● **Selected passage**
The company’s common stock will continue trading under the same symbol on the Nasdaq Global Select Market with a new CUSIP number (15117F880) when markets open on June 24.
The reverse split, approved by stockholders on June 13 with the final ratio determined by the board of directors, will reduce Cellectar’s outstanding common shares from 54,361,197 to approximately 1,812,040. The number of authorized shares and par value per share will remain unchanged.
All stockholders will be affected uniformly, with those holding fractional shares receiving cash payments in lieu of those shares. The split will proportionately affect shares available under equity incentive plans, while outstanding stock options and warrants will be adjusted to maintain equivalent aggregate exercise prices.
Equiniti Trust Company is serving as the transfer agent for the split. Registered stockholders are not required to take action to receive post-split shares, which will be issued in paperless book-entry form. Stockholders owning shares through brokers will have positions automatically adjusted according to their brokers’ processes.
Cellectar’s product pipeline includes iopofosine I 131, which has received FDA Breakthrough Therapy Designation, along with several other cancer treatment candidates in various stages of development.
Additional information about the reverse stock split is available in the company’s definitive proxy statement filed with the Securities and Exchange Commission on April 28, 2025, according to the press release statement.
In other recent news, Cellectar Biosciences has made significant strides with its clinical trials and financial maneuvers. The company reported promising results from its CLOVER-2 Phase 1 clinical trial of iopofosine I 131 in pediatric patients with high-grade glioma, showing improved progression-free survival and overall survival rates compared to typical outcomes for this patient group. Additionally, Cellectar has raised $2.5 million through the sale of common stock, facilitated by the immediate exercise of existing warrants, with Ladenburg Thalmann & Co. Inc. acting as the exclusive placement agent. This capital is intended for general corporate purposes, including operating expenses.
The U.S. Food and Drug Administration (FDA) granted Breakthrough Therapy Designation to Cellectar’s iopofosine I 131 for treating relapsed/refractory Waldenstrom macroglobulinemia, indicating the potential for expedited development and review. This designation was supported by data from the Phase 2 CLOVER WaM study, which exceeded its primary endpoint targets. Furthermore, Cellectar has previously received Fast Track and Orphan Drug Designations from the FDA and PRIME Designation from the European Medicines Agency (EMA) for this treatment. The EMA is reviewing a data package from Cellectar, which may lead to conditional marketing authorization approval, with a decision expected by late July 2025.
These developments underscore Cellectar’s ongoing efforts to advance its cancer treatment pipeline and address unmet medical needs.

● **Data for review**
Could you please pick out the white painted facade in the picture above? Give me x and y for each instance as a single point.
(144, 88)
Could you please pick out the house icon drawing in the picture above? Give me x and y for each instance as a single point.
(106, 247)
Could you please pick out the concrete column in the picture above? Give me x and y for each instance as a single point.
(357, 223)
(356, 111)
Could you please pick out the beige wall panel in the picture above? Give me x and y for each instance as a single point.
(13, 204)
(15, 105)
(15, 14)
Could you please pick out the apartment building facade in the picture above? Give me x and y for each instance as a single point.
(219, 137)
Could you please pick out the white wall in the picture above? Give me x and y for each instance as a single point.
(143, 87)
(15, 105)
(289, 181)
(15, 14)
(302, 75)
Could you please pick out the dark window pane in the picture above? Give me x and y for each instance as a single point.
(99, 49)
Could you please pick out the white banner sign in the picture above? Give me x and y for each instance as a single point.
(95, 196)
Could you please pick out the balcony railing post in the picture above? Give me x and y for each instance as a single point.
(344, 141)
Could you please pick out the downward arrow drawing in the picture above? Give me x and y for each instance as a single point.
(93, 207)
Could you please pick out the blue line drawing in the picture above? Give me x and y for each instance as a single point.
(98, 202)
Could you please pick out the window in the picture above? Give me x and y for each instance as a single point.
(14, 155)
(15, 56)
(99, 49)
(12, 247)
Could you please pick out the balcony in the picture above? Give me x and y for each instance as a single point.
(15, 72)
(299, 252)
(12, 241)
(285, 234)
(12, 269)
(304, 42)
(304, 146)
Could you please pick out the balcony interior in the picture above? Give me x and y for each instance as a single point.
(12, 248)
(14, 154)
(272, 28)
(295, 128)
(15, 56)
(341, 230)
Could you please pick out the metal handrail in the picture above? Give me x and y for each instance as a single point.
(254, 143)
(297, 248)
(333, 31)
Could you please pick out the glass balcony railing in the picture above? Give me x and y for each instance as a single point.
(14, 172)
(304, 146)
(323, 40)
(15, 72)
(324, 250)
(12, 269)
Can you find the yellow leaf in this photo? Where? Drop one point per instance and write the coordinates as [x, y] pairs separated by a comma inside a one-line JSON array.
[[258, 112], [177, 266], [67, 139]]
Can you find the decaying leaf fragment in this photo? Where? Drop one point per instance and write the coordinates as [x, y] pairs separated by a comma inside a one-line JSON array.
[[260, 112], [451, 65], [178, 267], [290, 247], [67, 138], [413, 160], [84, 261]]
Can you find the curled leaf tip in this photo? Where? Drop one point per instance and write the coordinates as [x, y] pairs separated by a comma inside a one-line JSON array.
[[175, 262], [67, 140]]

● **What to do**
Repeat the part of the Cellectar stock split report that begins with the words "Cellectar’s product pipeline" and stops after "press release statement.". The lines have no connection to the Cellectar stock split report.

● **Written response**
Cellectar’s product pipeline includes iopofosine I 131, which has received FDA Breakthrough Therapy Designation, along with several other cancer treatment candidates in various stages of development.
Additional information about the reverse stock split is available in the company’s definitive proxy statement filed with the Securities and Exchange Commission on April 28, 2025, according to the press release statement.